EXTRAIT À LIRE ->

Le figuier desséché
Pourquoi publier cet article le jour des Rameaux ? Voilà la question que vous devez vous poser, amis lecteurs ! Mais j’espère que vous ne vous la poserez plus dans quelques minutes…
Cet épisode ne se trouve qu’en Matthieu 21,18-22 et en Marc 11,12-14.20-24. Il est d’un seul tenant en Matthieu mais de part et d’autre de l’épisode des Vendeurs du Temple en Marc (la malédiction du figuier avant, la constatation de son dessèchement et un enseignement sur l’efficacité de la prière après).
Le figuier – arbre important dans les Écritures juives – est en général symbole de fécondité. Son nom hébreu, te’énah, signifie aussi bien figuier que désir, rut. J’en parle abondamment dans un de mes livres 1
Cette connotation de fécondité en a fait pour les juifs le symbole de la Parole – féconde ! – de Dieu : la Torah… nom qui ne signifie pas Loi, mais enseignement (verbe yiarah, enseigner) de Dieu… une notion malheureusement complètement perdue dans la traduction française… et les textes juifs actuels.
Suivant la tradition juive, chaque fois qu’on approche de la Torah – et donc du figuier – on doit y trouver des fruits.
La symbolique de la Torah et le contexte de l’épisode – qui se passe lui aussi au Temple – font de ce texte une allusion évidente à l’enseignement juif qui – selon Jésus – ne porterait pas de fruits (Cf. Jérémie 8,13 : Je vais les supprimer (les judéens) – oracle du Seigneur – plus de raisins à la vigne, plus de figues au figuier, même le feuillage se flétrit : je leur ai fourni des gens qui les piétinent !)
Il s’agit bien d’un épisode totalement complémentaire – jumeau – de celui des vendeurs du Temple : Jésus part en guerre physiquement contre l’activité des marchands du Temple qui le corrompent par leurs activités (cf. l’article Jésus violent ou non-violent ? ) et symboliquement – à travers le figuier – contre les enseignements des prêtres du Temple et des docteurs de la Loi.

LIGNES ENREGISTRÉES ->

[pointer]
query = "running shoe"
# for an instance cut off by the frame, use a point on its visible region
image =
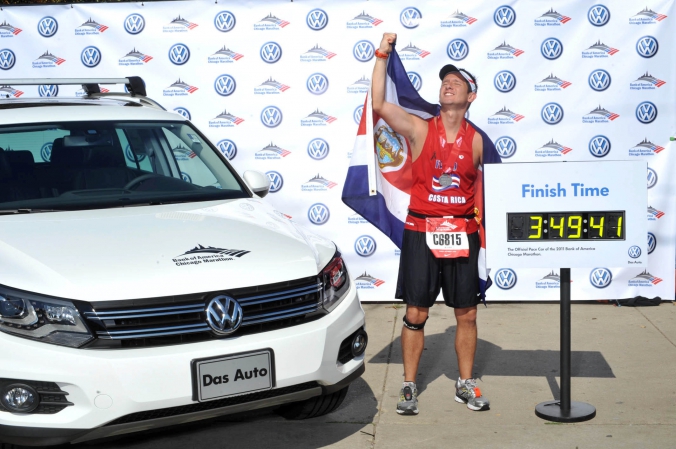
(408, 400)
(467, 392)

CONSIGNES DE TRAVAIL ->
1: D'après l'extrait sur le figuier desséché, que signifie le nom hébreu du figuier, te'énah ?
2: Poursuivez l'extrait sur le figuier desséché à partir de sa dernière phrase.

RÉPONSES PAR CONSIGNE ->
1: Il signifie aussi bien figuier que désir, rut.

2:
On est en présence d’un double développement sur la lutte de Jésus contre la profanation du Temple par des impies 2 qui corrompent le peuple en voulant l’enseigner.
La complémentarité de ces épisodes est pleinement attestée si on se réfère au texte suivant : Ce fut le jour même où le Temple avait été profané par les étrangers que tomba le jour de la purification du Temple, c'est-à-dire le vingt-cinq du même mois qui est Kisleu. Ils célébrèrent avec allégresse huit jours de fête à la manière des Tentes, se souvenant comment naguère, aux jours de la fête des Tentes, ils gîtaient dans les montagnes et dans les grottes à la façon des bêtes sauvages. C'est pourquoi, portant des thyrses, de beaux rameaux et des palmes, ils firent monter des hymnes vers Celui qui avait mené à bien la purification de son lieu saint. Ils décrétèrent par un édit public confirmé par un vote que toute la nation des Juifs solenniserait chaque année ces jours-là (2Maccabées 10,5-8).
Il y est question d’une fête, qui ressemble par le rite des rameaux et des palmes à celle des Tentes, pour la purification du Temple profané.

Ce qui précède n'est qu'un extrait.